PPC更新の訓練についての文章から、アルファベットで書かれた語句をすべて、出てくる順に挙げてください。日付の数字は含めません。

_選んだ文章_.
___

2014-11-07

半年ぶりにいってきました。

 エアラインパイロットは半年に一度、何らかの技能試験を受けて、飛行機を操縦するための資格を更新しなければいけません。 僕は今年の5月下旬に初めてのPPC(Pilot Proficiency Check=型式証明)を取得して副操縦士になりました。 そして今月がちょうどそれから半年。 初めてのPPC更新のための訓練・技能試験を受けにバンクーバーまで一泊二日で行って来ました。 半年前に行ったところと同じシミュレーター施設です。



 「採用後初めてのPPC更新が一番落ちる率が高い 」って何度か聞いたことがあったので、ちょっと不安でした。 でも、さすがに半年間実機に乗って操縦していたし、SOP(Standard Operating Procedure)にもだいぶ慣れてきたので、実際にはそれほど大変には感じませんでした。 でも、エンジン故障時の対応とか、飛行中の火災などはシミュレーターでしか体験したことがないので、それらの手順をやるのは久しぶりでした。 半年に一度も訓練するのってやりすぎじゃない?って昔は思っていましたが、半年に一度の訓練で緊急時の対応を思い出すのは良い機会で、実はちょうどよいインターバルのように感じます。

 今回の訓練・試験の設定は冬季のトロントという設定で、ちょうど先月から何度かトロント空港でのフライトを経験していたので、実はそれがとても役に立ちました。 やっぱり空港のことを少しでも知っていたほうがsituational awarenessが高まり、なにかとリラックスできます。 一緒に訓練・試験をした機長もトロントベースで飛んでいたことがある方で、とてもリラックスして訓練できました。

 結果は無事合格で、特に大きなミスもなく終わり、ホッとしました。 細かいことを幾つか教えてもらったり、改善したほうが良いと教わりましたので、これからのフライトに活かしていきたいと思います。 今僕は36歳。 定年の65歳まで働くとすると、単純計算でこれからあと50回以上のフライトテストをうけることになります(欝)。

___

_記録の抜粋_.

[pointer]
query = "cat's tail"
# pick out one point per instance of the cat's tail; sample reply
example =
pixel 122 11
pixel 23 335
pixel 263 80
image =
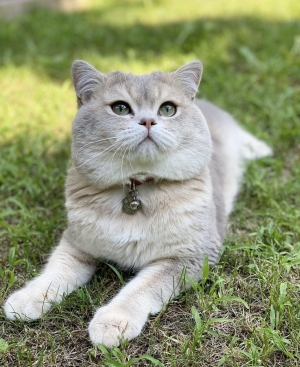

___

_この課題の解答_. PPC、Pilot Proficiency Check、SOP、Standard Operating Procedure、situational awarenessの五つです。